ANKARA: Turkish President Recep Tayyip Erdogan denied the country has a “Kurdish issue,” even as he doubled down on his anti-Kurdish stance and accused a politician of being a “terrorist who has blood on his hands.”

Erdogan was addressing members of his ruling Justice and Development Party (AKP) on Nov. 25 when he made the remarks.

The Kurdistan Workers Party (PKK) launched an insurgency against the state in 1984, and is designated a terrorist group by Turkey, the European Union and US. Erdogan accuses the pro-Kurdish Peoples’ Democratic Party (HDP) of links to the PKK, which it denies.

Erdogan told AKP members that Selahattin Demirtas, the HDP’s former co-chair who challenged him in the 2015 presidential elections, was a “terrorist who has blood on his hands.”

Demirtas has been behind bars since Nov. 4, 2016, despite court orders calling for his release and faces hundreds of years in prison over charges related to the outlawed PKK.

The president defended the removal of 59 out of 65 elected Kurdish mayors from their posts in the country's Kurdish-majority southeast region since local elections in March 2019.

He also said the AKP would design and implement democratization reforms with its nationalistic coalition partner, which is known for its anti-Kurdish credentials.  

His words are likely to disrupt the peace efforts that Turkey has been making with its Kurdish community for years, although they have been baby steps. They could also hint at a tougher policy shift against Kurds in Syria and Iraq.

According to Oxford University Middle East analyst Samuel Ramani, Erdogan’s comments should be read as a reaction to Tuesday’s resignation of top presidential aide Bulent Arinc, who urged for Demirtas to be released and insisted that the Kurds were repressed within Turkey.

MATERIAL SHOWN:
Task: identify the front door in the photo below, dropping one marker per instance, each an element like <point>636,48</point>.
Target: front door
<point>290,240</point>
* * *
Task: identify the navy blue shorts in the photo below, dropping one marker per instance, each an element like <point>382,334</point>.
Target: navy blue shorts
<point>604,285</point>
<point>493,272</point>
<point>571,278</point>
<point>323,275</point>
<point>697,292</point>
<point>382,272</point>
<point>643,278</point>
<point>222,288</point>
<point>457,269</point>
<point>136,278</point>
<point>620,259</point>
---
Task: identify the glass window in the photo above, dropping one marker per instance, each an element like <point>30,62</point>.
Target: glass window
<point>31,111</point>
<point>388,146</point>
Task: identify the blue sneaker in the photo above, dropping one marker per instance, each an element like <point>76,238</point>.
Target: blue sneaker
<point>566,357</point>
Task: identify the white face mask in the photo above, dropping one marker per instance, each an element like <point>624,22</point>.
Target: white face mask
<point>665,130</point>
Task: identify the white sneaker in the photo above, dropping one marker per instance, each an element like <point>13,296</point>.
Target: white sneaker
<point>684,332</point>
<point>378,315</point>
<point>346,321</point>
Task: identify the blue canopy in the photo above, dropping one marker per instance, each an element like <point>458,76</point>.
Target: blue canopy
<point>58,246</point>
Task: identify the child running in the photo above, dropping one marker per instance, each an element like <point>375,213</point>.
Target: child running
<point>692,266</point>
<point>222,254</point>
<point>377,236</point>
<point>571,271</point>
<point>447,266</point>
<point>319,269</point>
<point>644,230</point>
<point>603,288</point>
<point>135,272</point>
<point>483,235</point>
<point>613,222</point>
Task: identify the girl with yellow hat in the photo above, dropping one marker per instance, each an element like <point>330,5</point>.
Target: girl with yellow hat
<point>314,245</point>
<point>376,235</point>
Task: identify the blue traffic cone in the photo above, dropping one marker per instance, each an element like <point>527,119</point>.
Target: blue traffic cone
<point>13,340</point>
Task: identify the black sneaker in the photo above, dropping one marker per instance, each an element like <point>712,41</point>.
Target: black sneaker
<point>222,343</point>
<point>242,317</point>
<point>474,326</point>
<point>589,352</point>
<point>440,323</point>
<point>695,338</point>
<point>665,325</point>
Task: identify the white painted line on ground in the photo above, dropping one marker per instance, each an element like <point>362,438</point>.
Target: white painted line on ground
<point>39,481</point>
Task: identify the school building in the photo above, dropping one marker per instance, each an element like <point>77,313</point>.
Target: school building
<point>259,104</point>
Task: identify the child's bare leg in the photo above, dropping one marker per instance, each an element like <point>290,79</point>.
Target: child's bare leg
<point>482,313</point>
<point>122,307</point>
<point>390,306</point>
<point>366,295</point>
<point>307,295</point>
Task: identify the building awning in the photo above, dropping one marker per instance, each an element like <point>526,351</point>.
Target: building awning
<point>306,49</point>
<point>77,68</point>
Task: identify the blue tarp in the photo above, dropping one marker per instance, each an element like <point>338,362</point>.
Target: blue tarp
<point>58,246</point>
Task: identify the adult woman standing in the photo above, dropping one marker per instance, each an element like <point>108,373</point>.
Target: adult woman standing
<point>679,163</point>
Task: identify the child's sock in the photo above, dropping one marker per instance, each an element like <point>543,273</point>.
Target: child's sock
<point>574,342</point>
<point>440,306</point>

ASSIGNED TASK:
Carry the news article on Erdogan's remarks about Kurds forward from its final sentence. The rows have no connection to the news article on Erdogan's remarks about Kurds.

OUTPUT FOR THIS EXERCISE:
“This gained widespread coverage in the Kurdish media, including in Iraqi Kurdistan's outlet Rudaw which has international viewership,” he told Arab News. “Erdogan wanted to stop speculation on this issue.”

Ramani said that Erdogan's lack of sensitivity to the Kurdish issue could inflame tensions with Kurds in Syria and Iraq.

“It is also an oblique warning to US President-elect Joe Biden not to try to interfere in Turkish politics by raising the treatment of Kurds within Turkey.”

But Erdogan’s comments would matter little in the long run, he added.

“Much more will depend on whether Turkey mounts another Operation Peace Spring-style offensive in northern Syria, which is a growing possibility. If that occurs during the Trump to Biden transition period, the incoming Biden administration could be more critical of Turkey and convert its rhetoric on solidarity with the Kurds into action.”

The Kurdish-led Syrian Democratic Forces have been a key partner for the US in its fight against Daesh. During a campaign speech in Oct. 2019, Biden criticized the US decision to withdraw from Syria as a “complete failure” that would leave Syrian Kurds open to aggression from Turkey.

“It’s more insidious than the betrayal of our brave Kurdish partners, it’s more dangerous than taking the boot off the neck of ISIS,” Biden said at the time.

UK-based analyst Bill Park said that Erdogan was increasingly influenced by his coalition partners, the Nationalist Movement Party (MHP).

“He might also believe that both the PKK and the HDP have been so weakened that he doesn't have to take them into consideration,” he told Arab News. “The Western world will not respond dramatically to this announcement but they are tired of Erdogan. There is little hope that Turkey's relations with the US or the EU can be much improved. The Syrian Kurdish PYD militia are seeking an accommodation with Damascus, while the Kurdistan Democratic Party, the largest party in Iraqi Kurdistan, is indifferent to the fate of Turkey's Kurds and has problems of its own.”

The HDP, meanwhile, is skeptical about Erdogan’s reform pledges and sees them as “politicking.”

“This reform narrative is not sincere,” said HDP lawmaker Meral Danis Bestas, according to a Reuters news agency report. “This is a party which has been in power for 18 years and which has until now totally trampled on the law. It has one aim: To win back the support which has been lost.”

Turkey’s next election is scheduled for 2023, unless there is a snap election in a year.